(Excerpts from point annotation data)
"""
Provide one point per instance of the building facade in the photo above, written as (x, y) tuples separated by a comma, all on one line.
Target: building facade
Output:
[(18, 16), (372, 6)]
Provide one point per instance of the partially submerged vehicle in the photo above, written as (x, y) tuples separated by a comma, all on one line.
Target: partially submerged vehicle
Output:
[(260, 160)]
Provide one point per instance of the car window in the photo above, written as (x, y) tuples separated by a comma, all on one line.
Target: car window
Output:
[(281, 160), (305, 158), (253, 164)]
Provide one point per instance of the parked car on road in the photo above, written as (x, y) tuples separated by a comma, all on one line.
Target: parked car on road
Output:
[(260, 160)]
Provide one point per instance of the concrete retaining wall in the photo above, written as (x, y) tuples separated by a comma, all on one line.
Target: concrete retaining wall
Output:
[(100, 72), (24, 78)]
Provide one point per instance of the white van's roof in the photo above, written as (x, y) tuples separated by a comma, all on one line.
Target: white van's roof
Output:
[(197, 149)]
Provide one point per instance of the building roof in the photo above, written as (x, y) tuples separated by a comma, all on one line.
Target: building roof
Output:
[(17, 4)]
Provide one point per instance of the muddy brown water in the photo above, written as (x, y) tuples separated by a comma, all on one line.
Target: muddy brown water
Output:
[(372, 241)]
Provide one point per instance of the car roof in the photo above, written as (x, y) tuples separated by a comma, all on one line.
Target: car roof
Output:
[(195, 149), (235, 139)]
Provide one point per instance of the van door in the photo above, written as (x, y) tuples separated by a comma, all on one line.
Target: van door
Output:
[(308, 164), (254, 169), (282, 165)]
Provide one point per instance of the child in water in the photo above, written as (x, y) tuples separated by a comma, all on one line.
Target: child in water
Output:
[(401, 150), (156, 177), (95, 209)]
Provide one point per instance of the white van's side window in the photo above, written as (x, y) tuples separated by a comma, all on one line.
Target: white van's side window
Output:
"""
Please write out every row above word for word, keeping each line as it stands.

Provide one point per instance of the building facade in the photo above, written as (x, y) tuples separated by a comma, all on one line.
Target: building facade
Output:
[(18, 16), (372, 6)]
Provide one point per instance of the partially submerged vehicle in the photo above, written as (x, y) tuples separated by a comma, all on one line.
Target: partially submerged vehicle
Output:
[(260, 160)]
Provide one point per instance of the car window in the photo above, written as (x, y) tuples separated by a comma, all on one line.
Target: car window
Output:
[(281, 160), (305, 158), (253, 164)]
Provide one point per instance of the parked car on road in the photo above, written as (x, y) tuples separated by a comma, all on one line.
Target: parked car on road
Output:
[(260, 160)]
Provide one point per instance of the concrete retaining wall in the photo above, written as (x, y) tuples separated by a comma, all on one line.
Target: concrete retaining wall
Output:
[(100, 72), (24, 78)]
Provide one point per instance of the white van's roof in the photo above, written as (x, y) tuples separated by a comma, all on one line.
Target: white van's roof
Output:
[(197, 149)]
Provide one point per instance of the building roof in the photo above, written as (x, y) tuples separated by a comma, all on one line.
Target: building roof
Output:
[(17, 4)]
Provide one point per instance of the muddy brown water in the photo above, written as (x, y) tuples separated by a comma, all on one line.
Target: muddy brown water
Output:
[(372, 241)]
Provide one point per instance of the car roof in the photo above, written as (x, y) tuples separated by a comma, all on one line.
Target: car roof
Output:
[(195, 149), (235, 139)]
Provide one point per instance of the van door in the photo above, written as (x, y) tuples separated by a comma, all on one line.
Target: van door
Output:
[(308, 164), (254, 169), (282, 165)]
Provide one point per instance of the child in water in the photo above, written as (x, y) tuples separated by a comma, all on one line.
Target: child in water
Output:
[(401, 150), (156, 177), (95, 209)]
Provide one point per instance of the white van's side window in the photo above, written as (x, y) tuples separated by a comma, all on one line.
Target: white van's side window
Output:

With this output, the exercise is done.